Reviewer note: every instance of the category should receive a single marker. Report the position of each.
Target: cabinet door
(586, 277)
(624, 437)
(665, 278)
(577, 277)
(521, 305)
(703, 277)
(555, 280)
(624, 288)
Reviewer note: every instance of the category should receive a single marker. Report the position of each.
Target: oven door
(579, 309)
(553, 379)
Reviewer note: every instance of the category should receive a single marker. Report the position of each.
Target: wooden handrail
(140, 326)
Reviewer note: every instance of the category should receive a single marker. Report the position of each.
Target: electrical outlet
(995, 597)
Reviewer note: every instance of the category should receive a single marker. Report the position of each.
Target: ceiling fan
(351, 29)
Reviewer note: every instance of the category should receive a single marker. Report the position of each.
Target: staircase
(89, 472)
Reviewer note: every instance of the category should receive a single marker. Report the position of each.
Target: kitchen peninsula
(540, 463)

----

Work required >> Copy out all of the data above, replacing "oven door" with "range door" and leaving the rest unchanged.

Completed exercise >>
Reviewer note: every instance of the category should receive a single marker. Report the position of each.
Target: cabinet door
(586, 277)
(624, 437)
(665, 278)
(577, 277)
(521, 305)
(703, 277)
(555, 280)
(624, 288)
Reviewer note: every instance of the category should receive a single marker. Report the position of each.
Target: range door
(579, 309)
(553, 379)
Reviewer note: every instance of the category should receive a single marker. Report the position of each.
Target: wooden handrail
(140, 326)
Reviewer note: every instance of the category should receive a single marker. Report the position of each.
Target: electrical outlet
(995, 597)
Reviewer note: every instance of the category should receive a single marker. Report the position of each.
Target: ceiling fan
(351, 29)
Reviewer note: every instance of the category should receive a single marker. Report the position of each.
Target: staircase
(89, 472)
Reviewer note: every instance of the category should receive a single marker. Report the position of each.
Target: kitchen peninsula
(540, 463)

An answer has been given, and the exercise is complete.